Copy the data exactly from the line that contains "Drop a marker on the green" through the line that contains "[(21, 106), (86, 230), (248, 244), (267, 91)]", keeping both end lines and leaving out everything else.

[Dataset Boundary: Start]

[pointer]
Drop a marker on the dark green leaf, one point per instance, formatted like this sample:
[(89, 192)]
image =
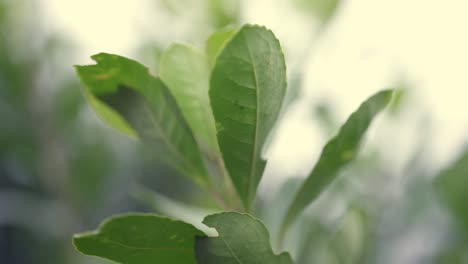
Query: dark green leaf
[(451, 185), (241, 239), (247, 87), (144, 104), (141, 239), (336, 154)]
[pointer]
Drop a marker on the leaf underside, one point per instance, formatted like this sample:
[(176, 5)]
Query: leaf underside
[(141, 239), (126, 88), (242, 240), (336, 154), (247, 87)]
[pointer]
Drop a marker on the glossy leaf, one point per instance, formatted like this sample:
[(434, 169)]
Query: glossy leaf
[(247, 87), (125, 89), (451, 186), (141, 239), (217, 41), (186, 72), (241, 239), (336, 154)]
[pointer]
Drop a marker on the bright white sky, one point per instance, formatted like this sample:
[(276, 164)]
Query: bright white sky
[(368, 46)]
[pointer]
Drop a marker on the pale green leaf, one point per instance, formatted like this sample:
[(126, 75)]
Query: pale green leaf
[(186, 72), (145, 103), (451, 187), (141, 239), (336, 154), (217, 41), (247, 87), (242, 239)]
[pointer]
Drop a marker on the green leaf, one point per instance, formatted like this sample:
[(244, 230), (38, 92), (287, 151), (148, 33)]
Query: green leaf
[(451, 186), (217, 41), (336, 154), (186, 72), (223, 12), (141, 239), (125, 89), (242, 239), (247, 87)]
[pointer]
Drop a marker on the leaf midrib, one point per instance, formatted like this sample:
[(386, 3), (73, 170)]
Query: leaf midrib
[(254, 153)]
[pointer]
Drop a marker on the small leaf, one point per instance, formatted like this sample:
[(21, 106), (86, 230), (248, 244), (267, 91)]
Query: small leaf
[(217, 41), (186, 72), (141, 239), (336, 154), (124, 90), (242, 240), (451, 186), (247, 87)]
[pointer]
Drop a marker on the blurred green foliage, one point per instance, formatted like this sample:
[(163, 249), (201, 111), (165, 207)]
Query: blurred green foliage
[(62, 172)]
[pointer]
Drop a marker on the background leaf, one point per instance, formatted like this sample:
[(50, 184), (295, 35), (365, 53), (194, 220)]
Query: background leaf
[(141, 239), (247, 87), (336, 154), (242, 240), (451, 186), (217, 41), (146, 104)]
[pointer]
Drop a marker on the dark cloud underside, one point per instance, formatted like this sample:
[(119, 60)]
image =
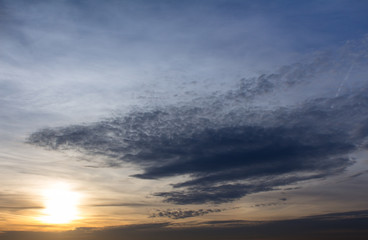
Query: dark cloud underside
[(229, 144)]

[Dataset Boundary: End]
[Dataset Boundary: Start]

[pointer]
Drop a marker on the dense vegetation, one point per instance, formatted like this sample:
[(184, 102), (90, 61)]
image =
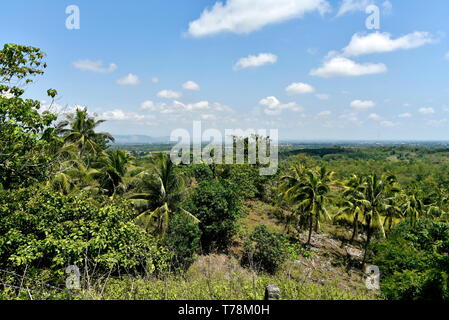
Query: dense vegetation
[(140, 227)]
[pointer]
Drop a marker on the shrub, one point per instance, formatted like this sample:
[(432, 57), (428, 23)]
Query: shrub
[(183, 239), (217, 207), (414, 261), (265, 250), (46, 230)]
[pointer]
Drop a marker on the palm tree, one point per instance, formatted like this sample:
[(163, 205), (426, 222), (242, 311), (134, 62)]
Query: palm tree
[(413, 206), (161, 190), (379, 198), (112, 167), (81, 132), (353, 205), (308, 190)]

[Dataset Boundary: End]
[Dataset Boundary: Start]

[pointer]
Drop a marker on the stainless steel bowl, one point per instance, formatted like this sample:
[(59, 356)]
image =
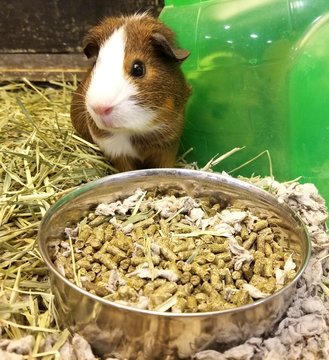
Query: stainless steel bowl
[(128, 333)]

[Dataset Boundary: End]

» Solution below
Drop a marker on the green leaf, one point per instance, formatted like this sample:
[(244, 230), (38, 92), (287, 151), (148, 33)]
Query: green leaf
[(451, 186), (217, 41), (336, 154), (186, 72), (223, 12), (141, 239), (125, 89), (242, 239), (247, 87)]
[pointer]
Drop a marker on the leaf midrib, one point per instance, formatted like this sample:
[(386, 3), (73, 170)]
Query: leaf midrib
[(254, 153)]
[pointer]
Drop a marker on the small leaf, one point per instance, formatted like this sample:
[(21, 106), (86, 230), (248, 244), (267, 91)]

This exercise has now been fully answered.